[Image-grounded pointing data]
━━━
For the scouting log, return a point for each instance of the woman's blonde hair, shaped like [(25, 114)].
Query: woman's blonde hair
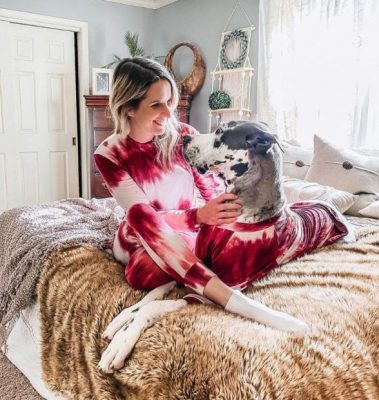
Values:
[(132, 79)]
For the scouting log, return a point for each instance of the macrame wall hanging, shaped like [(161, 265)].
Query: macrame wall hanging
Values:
[(231, 97)]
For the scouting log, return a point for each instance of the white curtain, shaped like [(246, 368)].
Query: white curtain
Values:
[(318, 70)]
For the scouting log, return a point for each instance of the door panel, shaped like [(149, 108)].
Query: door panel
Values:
[(38, 157)]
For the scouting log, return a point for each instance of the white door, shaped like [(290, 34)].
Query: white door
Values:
[(38, 120)]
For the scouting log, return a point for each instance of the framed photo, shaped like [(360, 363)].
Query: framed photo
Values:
[(101, 80)]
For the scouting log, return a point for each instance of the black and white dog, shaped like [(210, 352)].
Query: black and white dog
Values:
[(268, 233)]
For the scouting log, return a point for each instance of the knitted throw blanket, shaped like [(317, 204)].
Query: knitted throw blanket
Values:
[(29, 234)]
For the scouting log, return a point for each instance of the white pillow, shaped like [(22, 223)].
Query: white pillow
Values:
[(363, 200), (298, 190), (371, 210), (296, 160), (343, 169)]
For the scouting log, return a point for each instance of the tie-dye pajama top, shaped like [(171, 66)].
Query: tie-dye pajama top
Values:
[(158, 240)]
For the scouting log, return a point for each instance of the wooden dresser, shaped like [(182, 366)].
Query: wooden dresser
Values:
[(101, 126)]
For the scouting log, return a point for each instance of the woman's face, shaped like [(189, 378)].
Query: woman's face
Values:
[(150, 117)]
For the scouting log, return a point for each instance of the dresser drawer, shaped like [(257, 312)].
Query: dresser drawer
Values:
[(99, 135), (102, 119), (98, 187)]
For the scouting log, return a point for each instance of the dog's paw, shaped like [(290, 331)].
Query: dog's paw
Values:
[(299, 328), (118, 322), (119, 348)]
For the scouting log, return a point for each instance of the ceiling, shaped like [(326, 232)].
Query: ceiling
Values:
[(154, 4)]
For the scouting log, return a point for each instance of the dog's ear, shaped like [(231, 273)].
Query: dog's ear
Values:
[(249, 141), (264, 124)]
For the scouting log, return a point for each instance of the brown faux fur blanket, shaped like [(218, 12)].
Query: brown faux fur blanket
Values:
[(202, 352), (29, 234)]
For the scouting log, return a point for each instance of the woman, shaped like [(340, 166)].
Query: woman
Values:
[(144, 169)]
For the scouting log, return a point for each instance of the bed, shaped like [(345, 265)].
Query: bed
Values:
[(60, 286), (199, 352)]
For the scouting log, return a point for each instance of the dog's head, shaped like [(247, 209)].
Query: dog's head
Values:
[(234, 148), (247, 156)]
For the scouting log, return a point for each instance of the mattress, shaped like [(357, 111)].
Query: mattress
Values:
[(24, 350), (24, 339)]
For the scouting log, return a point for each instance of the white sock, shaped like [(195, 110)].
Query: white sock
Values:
[(246, 307)]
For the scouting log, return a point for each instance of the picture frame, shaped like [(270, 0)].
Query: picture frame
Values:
[(101, 81)]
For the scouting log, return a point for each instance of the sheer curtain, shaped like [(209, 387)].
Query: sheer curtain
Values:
[(318, 70)]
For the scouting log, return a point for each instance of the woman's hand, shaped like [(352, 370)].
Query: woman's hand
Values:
[(217, 211)]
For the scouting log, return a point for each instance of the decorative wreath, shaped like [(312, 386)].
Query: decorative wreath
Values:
[(242, 37), (219, 99)]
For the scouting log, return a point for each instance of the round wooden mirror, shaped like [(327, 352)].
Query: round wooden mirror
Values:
[(194, 81)]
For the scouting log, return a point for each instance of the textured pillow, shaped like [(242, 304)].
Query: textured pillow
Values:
[(363, 200), (371, 210), (343, 169), (298, 190), (296, 160)]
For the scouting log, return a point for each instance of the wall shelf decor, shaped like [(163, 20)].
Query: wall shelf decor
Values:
[(233, 74)]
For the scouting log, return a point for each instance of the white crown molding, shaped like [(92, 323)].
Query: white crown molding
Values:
[(154, 4)]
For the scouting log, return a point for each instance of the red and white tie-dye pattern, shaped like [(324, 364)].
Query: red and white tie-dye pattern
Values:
[(240, 253), (158, 233)]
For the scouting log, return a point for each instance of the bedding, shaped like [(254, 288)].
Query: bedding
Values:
[(343, 169), (201, 352)]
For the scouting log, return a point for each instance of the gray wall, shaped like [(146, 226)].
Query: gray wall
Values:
[(201, 23), (197, 21), (107, 23)]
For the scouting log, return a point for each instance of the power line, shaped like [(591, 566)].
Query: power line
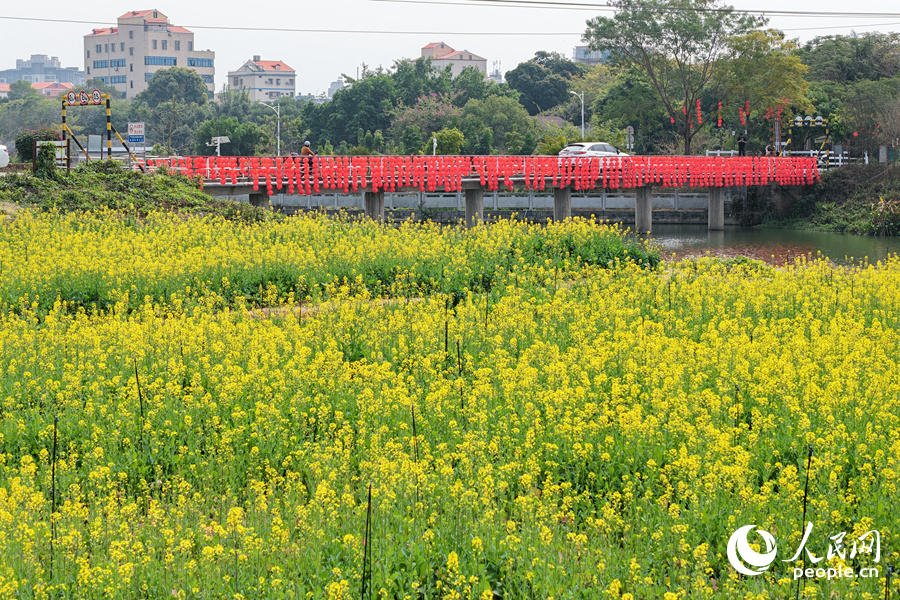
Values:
[(564, 5), (291, 30)]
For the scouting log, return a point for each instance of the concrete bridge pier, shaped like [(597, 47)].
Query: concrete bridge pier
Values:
[(374, 205), (261, 200), (562, 204), (474, 207), (716, 209), (643, 209)]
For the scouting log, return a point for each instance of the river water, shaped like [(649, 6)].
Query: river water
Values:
[(774, 246)]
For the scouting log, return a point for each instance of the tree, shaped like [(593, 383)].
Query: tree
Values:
[(431, 112), (764, 71), (469, 85), (539, 87), (450, 140), (851, 58), (245, 137), (676, 45), (501, 116)]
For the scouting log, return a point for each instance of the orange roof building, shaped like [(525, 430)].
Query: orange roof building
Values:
[(442, 55), (142, 43), (264, 80)]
━━━
Pictures should be skipped, and the records retyped word for word.

> REPLY TO THE TASK
For the scouting log, return a point for each instance of the woman's blonde hair, shaped like [(25, 114)].
Query: woman's blonde hair
Values:
[(132, 79)]
For the scouting log, return a point for each instance of the macrame wall hanging, shaped like [(161, 265)].
Query: macrame wall hanging
Values:
[(231, 97)]
For the scouting log, return a point for each instance of the white curtain, shaped like [(246, 368)].
Query: white curtain
Values:
[(318, 70)]
For the scouting log, return a point for each instance of the door panel, shaped like [(149, 108)].
Query: door panel
Values:
[(38, 157)]
For the scouting log, return a point for each instance of the white door, shaped like [(290, 34)].
Query: white door
Values:
[(38, 120)]
For the scouting log, return a point for each instance of the framed photo, shaped like [(360, 363)].
Query: framed photo
Values:
[(101, 80)]
For the scouting log, return a point for each instance of the black and white dog, shaped like [(210, 352)].
Query: black and white dog
Values:
[(268, 233)]
For the scouting log, return a point for each instance of the knitted throw blanket, shaped like [(317, 204)].
Query: knitted throw blanket
Values:
[(29, 234)]
For the scouting log, return a point for each instance of the white pillow, shaped like [(22, 223)].
Query: white pillow
Values:
[(363, 200), (298, 190), (371, 210), (296, 160), (343, 169)]
For the scouting log, return a point for each instance of the tie-dye pajama top, shaped like [(171, 66)].
Query: tie-dye pajama top
Values:
[(158, 240)]
For the scouting log, return a point for each instance of the wooden dresser, shaped like [(182, 366)].
Query: wooden dresser
Values:
[(101, 126)]
For the scouting log, return a point for each instance of the woman's face, shaped like [(189, 378)].
Query: woman's face
Values:
[(150, 117)]
For the scouting log, return a point for each instance of the dresser drawer, shaped like [(257, 312)].
Query: dresser drawer
Values:
[(99, 135), (102, 119), (98, 187)]
For the scouting log, return a point for each instance of the dog's paw, shaped like [(290, 331)].
Query: dog's paw
Values:
[(299, 328), (118, 322), (119, 348)]
For the scouting log, return a point for each instance of the ceiling, shaped like [(326, 232)].
Query: ceiling
Values:
[(154, 4)]
For the scouting log, return a point for each instance of the dog's ear, shaped like [(231, 273)].
Query: dog's ear
Values:
[(249, 141), (264, 124)]
For the scouting log, return a point for each instance of the brown faux fur blanket, shaped like [(218, 12)].
Query: brown faux fur blanket
Values:
[(202, 352), (29, 234)]
For the scouting log, return a point for each instance of the woman, shaped like [(340, 166)].
Query: woman
Values:
[(144, 169)]
For the scouting log, return a point for each instance of the bed, shaped like [(345, 265)].
Query: bed
Values:
[(60, 286), (199, 352)]
For the scouting log, return a point for each instance of the dog's head, shaped like [(247, 209)].
Query: dog's head
Values:
[(234, 148), (247, 156)]
For the scouting log, return a point for each instance of the mattress, shaped like [(357, 111)].
Query: mattress
Values:
[(24, 350), (24, 339)]
For the scouting log, return a point for each instance of the white sock, shaped like [(195, 110)].
Query: white sock
Values:
[(246, 307)]
For the scouting log, return a point for each instance of the picture frame, shaped like [(270, 0)].
Query: picture frame
Values:
[(101, 81)]
For the scouting log, return a point for each instance of the sheer curtain, shaped like [(209, 387)].
Query: sheer curtain
Values:
[(318, 70)]
For the scouting log, return a point for each instance of the woman's hand, shaped like [(352, 370)].
Query: woman's hand
Values:
[(217, 211)]
For the scouting log, return a point for each instance of the decorative wreath, shaped like [(312, 386)].
Query: decorative wreath
Values:
[(242, 37), (219, 99)]
For the scouting log, return a point for each instance of the round wooden mirror, shaped like [(327, 352)].
Query: round wooden mirror
Values:
[(194, 81)]
For the scouting log, return a point for each instance of the textured pillow, shaped like [(242, 304)].
Query: textured pillow
Values:
[(363, 200), (371, 210), (343, 169), (298, 190), (296, 160)]
For the scouting log, return a point for each instance of the wall shelf decor, shaped like [(163, 20)].
Query: wall shelf decor
Values:
[(233, 74)]
For the scouting log, return a point for each instance of the white crown molding, shaped like [(92, 323)].
Query: white crown molding
Values:
[(154, 4)]
For the scouting log, return a point for each instance of the red and white tie-dye pattern, shaped like [(324, 364)].
Query: red and white tie-dye pattern
Values:
[(240, 253), (158, 233)]
For the scouting log, return a point for each instance of the bedding, shaped like [(254, 288)].
Query: bedding
Values:
[(343, 169), (201, 352)]
For the scouting log, return a point for each instance of the gray wall, shaped like [(146, 226)].
Query: gray wall
Values:
[(201, 23), (197, 21), (107, 23)]
For the scouting log, return a point for each instance of the power line, shaped like [(591, 566)].
Query: power line
Values:
[(564, 5), (291, 30)]
For the scouting log, return a point for each instance of the concrete bridge pier, shaped like [(597, 47)].
Query: concrete bridge pier
Values:
[(374, 205), (261, 200), (562, 204), (474, 207), (716, 209), (643, 209)]
For the scouting log, return a point for each instance of the river water, shaped like [(649, 6)].
Query: river water
Values:
[(774, 246)]
For the scouting log, return a point for each instance of the tree, shaped like [(593, 383)].
Query: tree
Values:
[(431, 112), (764, 71), (469, 85), (539, 87), (450, 140), (851, 58), (245, 137), (676, 45), (501, 116)]
For the scouting log, return a point for each instance of the orange roof building, shaped like [(525, 430)].
Query: orange roof building
Values:
[(442, 55), (142, 43), (264, 80)]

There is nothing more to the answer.